DIRECTIONS:
#1 In the QIIME2 forum thread, give the author and the date and time of every post.
#2 Answer these from the QIIME2 forum thread, one line per question:
(a) Which two plugins does the reply name as producing ASVs?
(b) Which Greengenes database would the replier personally use?
(c) What is the default chimera checking setting in DADA2?
#3 Write out the QIIME2 forum thread's text between "At the moment" and "representing that group.", inclusive.

[EXCERPTED PASSAGE — start]

Training classifier, clustering sequences and picking representative sequence

DoHarris · April 27, 2019, 5:54pm

Dear QIIME Users Community,

I recently shifted from QIIME1 to QIIME2. Pardon my ignorance, but I would like to get some clarifications:

What is the ideal Greengenes taxonomy to use for analysis of microbiota data, e.g., vaginal microbiota data? Is it Greengenes 99% OTU sequences with 99% OTU taxonomy or Greengenes 97% OTU sequences with 97% OTU taxonomy?
What method is used to cluster sequences into ASVs in QIIME2 using DADA2 plugin?
What is the similarity threshold used to cluster sequences into ASVs?
What method is used to pick the representative sequences is QIIME2 using DADA2 plugin?
Lastly, I want to assume that the default chimera checking method (consensus) in DADA2 two is de novo based.

Mehrbod_Estaki · April 27, 2019, 10:04pm

Hi @DoHarris,
Welcome aboard!

While there is no validated correct answer here, I would say most people today tend to lean towards the higher percentages for higher resolution. I posted a few links with regards to this notion that discusses both sides of the debate if interested. I would personally use the 99% database.

At the moment DADA2, and Deblur are the 2 plugins available that produce ASVs but neither use clustering methods. These denoising methods are different than OTUs. See paper linked below.

I think you may benefit from reading this paper with regards to sequence variants. ASVs are different than OTUs in that they are exact sequence variants, so essentially 100% similarity threshold. There is no clustering which means even a single nt difference will lead to the formation of a new ASV.

As there is no clustering being performed, there is no special method in picking representative sequences as it use to be with OTUs. They are simply the true sequence representing that group.

You are correct, the default setting is de novo. See here and here for a bit more discussion about this if interested.

DoHarris · April 28, 2019, 12:06pm

Thanks Mehrbod_Estaki for your comprehensive response.

[EXCERPTED PASSAGE — finish]
[STORED DATA — start]

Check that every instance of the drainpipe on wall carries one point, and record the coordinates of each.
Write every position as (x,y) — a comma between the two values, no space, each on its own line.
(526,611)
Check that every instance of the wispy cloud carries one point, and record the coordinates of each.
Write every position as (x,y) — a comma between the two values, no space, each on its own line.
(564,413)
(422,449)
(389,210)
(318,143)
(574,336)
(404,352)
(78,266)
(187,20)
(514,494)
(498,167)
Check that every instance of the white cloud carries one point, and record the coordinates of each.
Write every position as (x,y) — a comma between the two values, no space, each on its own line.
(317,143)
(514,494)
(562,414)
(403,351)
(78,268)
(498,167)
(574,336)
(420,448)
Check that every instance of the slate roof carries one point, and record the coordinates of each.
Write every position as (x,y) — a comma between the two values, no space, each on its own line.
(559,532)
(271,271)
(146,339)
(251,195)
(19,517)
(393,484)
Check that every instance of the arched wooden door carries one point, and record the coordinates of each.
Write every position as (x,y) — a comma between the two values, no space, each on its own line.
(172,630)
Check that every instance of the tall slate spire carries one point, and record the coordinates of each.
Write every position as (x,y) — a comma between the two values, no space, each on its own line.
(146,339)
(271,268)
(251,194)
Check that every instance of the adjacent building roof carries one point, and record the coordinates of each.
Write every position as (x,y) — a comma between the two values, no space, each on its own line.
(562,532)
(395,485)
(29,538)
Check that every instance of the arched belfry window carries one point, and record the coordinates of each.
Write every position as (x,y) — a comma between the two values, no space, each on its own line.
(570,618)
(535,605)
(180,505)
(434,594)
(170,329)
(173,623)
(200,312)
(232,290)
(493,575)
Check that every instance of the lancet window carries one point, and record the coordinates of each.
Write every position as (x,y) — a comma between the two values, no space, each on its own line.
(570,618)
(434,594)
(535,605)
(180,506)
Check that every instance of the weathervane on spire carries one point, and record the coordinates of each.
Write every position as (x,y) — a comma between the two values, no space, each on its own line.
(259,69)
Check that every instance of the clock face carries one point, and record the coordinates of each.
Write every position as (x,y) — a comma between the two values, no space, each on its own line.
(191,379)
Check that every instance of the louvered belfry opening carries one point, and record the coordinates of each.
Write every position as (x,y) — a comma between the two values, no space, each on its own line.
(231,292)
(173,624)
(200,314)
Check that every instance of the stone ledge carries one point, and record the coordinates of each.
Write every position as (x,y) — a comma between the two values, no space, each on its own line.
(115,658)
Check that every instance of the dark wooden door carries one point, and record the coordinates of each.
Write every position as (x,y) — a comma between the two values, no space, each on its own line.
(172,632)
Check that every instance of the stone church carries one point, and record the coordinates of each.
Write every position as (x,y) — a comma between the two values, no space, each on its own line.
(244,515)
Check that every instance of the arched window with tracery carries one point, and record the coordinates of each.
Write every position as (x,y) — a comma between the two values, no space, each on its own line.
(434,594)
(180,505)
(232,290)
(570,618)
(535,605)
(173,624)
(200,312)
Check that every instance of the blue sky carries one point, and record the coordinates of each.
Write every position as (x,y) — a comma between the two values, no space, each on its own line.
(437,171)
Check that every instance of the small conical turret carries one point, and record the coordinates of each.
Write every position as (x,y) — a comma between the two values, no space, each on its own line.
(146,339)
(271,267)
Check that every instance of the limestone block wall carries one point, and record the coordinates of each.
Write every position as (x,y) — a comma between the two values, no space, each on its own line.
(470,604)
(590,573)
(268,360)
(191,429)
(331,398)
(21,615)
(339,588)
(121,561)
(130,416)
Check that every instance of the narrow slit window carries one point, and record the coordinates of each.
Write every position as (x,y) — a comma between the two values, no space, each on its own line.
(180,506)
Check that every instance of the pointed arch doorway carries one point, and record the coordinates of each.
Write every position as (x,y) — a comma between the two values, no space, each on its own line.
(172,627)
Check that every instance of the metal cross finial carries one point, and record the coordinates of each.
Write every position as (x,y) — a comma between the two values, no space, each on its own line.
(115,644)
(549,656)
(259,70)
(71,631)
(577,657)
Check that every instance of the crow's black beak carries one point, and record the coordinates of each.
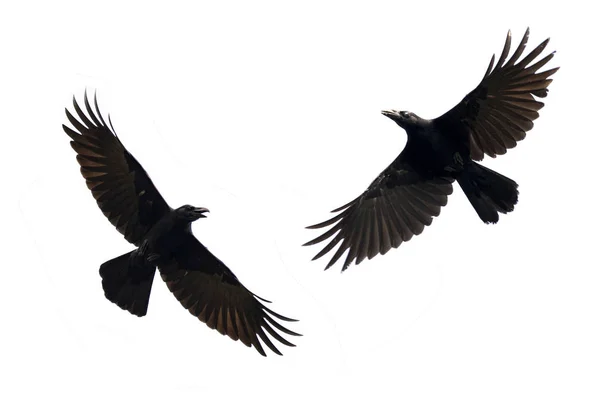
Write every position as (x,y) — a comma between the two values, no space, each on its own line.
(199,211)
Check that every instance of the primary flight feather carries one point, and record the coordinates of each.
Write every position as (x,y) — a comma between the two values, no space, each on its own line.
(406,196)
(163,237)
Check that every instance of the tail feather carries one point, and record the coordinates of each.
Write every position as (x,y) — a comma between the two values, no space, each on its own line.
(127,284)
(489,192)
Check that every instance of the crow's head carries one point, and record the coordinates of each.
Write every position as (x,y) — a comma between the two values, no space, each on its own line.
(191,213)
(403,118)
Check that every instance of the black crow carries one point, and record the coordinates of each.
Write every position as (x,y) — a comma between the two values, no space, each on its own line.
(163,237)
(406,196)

[STORED DATA — finish]

EXERCISE ANSWERS:
#1
DoHarris: April 27, 2019, 5:54pm
Mehrbod_Estaki: April 27, 2019, 10:04pm
DoHarris: April 28, 2019, 12:06pm

#2
(a) DADA2 and Deblur
(b) The 99% database
(c) De novo

#3
At the moment DADA2, and Deblur are the 2 plugins available that produce ASVs but neither use clustering methods. These denoising methods are different than OTUs. See paper linked below.

I think you may benefit from reading this paper with regards to sequence variants. ASVs are different than OTUs in that they are exact sequence variants, so essentially 100% similarity threshold. There is no clustering which means even a single nt difference will lead to the formation of a new ASV.

As there is no clustering being performed, there is no special method in picking representative sequences as it use to be with OTUs. They are simply the true sequence representing that group.